- _Aim_: Reproduce every one of the records below word for word, leaving the pictures out.

- _Task input_:
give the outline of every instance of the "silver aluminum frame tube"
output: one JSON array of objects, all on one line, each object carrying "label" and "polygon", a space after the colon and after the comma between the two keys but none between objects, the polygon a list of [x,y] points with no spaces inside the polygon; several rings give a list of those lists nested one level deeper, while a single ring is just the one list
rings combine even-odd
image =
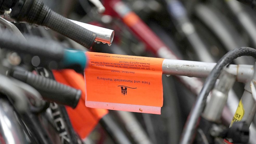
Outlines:
[{"label": "silver aluminum frame tube", "polygon": [[[256,71],[256,63],[254,65],[254,69]],[[251,80],[247,82],[245,86],[245,91],[243,94],[240,101],[242,105],[242,108],[244,113],[240,116],[242,117],[241,120],[237,119],[238,121],[245,121],[250,126],[256,114],[256,72],[255,73],[251,78]],[[239,107],[238,107],[238,109]],[[236,117],[236,114],[234,116],[234,118]],[[232,126],[232,123],[230,127]],[[249,128],[249,127],[248,128]]]},{"label": "silver aluminum frame tube", "polygon": [[[167,75],[206,78],[216,63],[181,60],[165,59],[162,65],[163,74]],[[246,83],[250,80],[254,71],[253,66],[230,65],[229,71],[236,76],[236,80]]]},{"label": "silver aluminum frame tube", "polygon": [[114,30],[68,19],[72,22],[96,34],[95,40],[111,45],[114,38]]}]

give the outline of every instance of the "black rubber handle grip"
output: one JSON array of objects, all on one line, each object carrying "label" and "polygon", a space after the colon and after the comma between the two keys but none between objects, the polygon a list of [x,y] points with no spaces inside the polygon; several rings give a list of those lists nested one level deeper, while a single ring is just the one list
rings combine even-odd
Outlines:
[{"label": "black rubber handle grip", "polygon": [[47,101],[74,108],[81,97],[80,90],[29,72],[14,70],[10,72],[10,75],[34,87],[40,93],[44,99]]},{"label": "black rubber handle grip", "polygon": [[48,27],[88,48],[94,41],[96,35],[63,16],[50,10],[42,25]]},{"label": "black rubber handle grip", "polygon": [[88,48],[95,39],[96,34],[53,11],[39,0],[26,0],[20,7],[17,4],[10,14],[18,21],[45,26]]},{"label": "black rubber handle grip", "polygon": [[57,61],[63,59],[64,46],[58,43],[34,36],[26,38],[27,41],[4,31],[0,33],[0,47]]}]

- _Expected answer_:
give the outline of every instance of the "silver aluminum frame tube"
output: one JSON array of objects, all on one line, each object carrying "label" and "polygon", a space after the colon and after the comma between the two keys but none between objects, the polygon a list of [x,y] points with no spaces inside the polygon; several rings give a list of those lists nested one level deeper, while a single ring is just the one list
rings combine even-odd
image =
Outlines:
[{"label": "silver aluminum frame tube", "polygon": [[[256,71],[256,63],[254,65],[254,69]],[[251,80],[247,82],[245,86],[245,91],[243,94],[240,101],[242,105],[242,108],[244,113],[240,116],[242,117],[241,120],[237,119],[238,121],[245,121],[250,126],[256,114],[256,72],[255,73],[251,78]],[[239,107],[238,107],[238,109]],[[236,117],[236,114],[234,116],[234,118]],[[232,126],[232,123],[230,127]],[[249,128],[249,127],[248,128]]]},{"label": "silver aluminum frame tube", "polygon": [[[167,75],[206,78],[216,63],[181,60],[165,59],[162,65],[163,74]],[[246,83],[250,80],[254,71],[253,66],[230,65],[229,71],[236,76],[236,80]]]},{"label": "silver aluminum frame tube", "polygon": [[114,30],[68,19],[72,22],[96,34],[95,40],[111,45],[114,38]]}]

give the outline of every instance of the "black rubber handle grip"
output: one JSON array of objects, all on one line, each object carrying "label" and "polygon", a space after the colon and after the comma between the two keys but none between objects, the polygon a list of [x,y] points with no spaces inside the polygon; several rings give a list of those lists nested one level deeper, while a single ring is just the one list
rings combine even-odd
Outlines:
[{"label": "black rubber handle grip", "polygon": [[47,101],[74,108],[81,97],[80,90],[29,72],[14,70],[10,72],[10,75],[34,87],[40,93],[44,99]]},{"label": "black rubber handle grip", "polygon": [[48,27],[88,48],[94,41],[96,35],[63,16],[50,10],[42,25]]},{"label": "black rubber handle grip", "polygon": [[88,48],[95,39],[96,34],[53,11],[39,0],[26,0],[20,7],[17,4],[10,14],[18,21],[45,26]]},{"label": "black rubber handle grip", "polygon": [[57,61],[63,59],[64,46],[58,43],[34,36],[26,38],[27,41],[4,31],[0,33],[0,47]]}]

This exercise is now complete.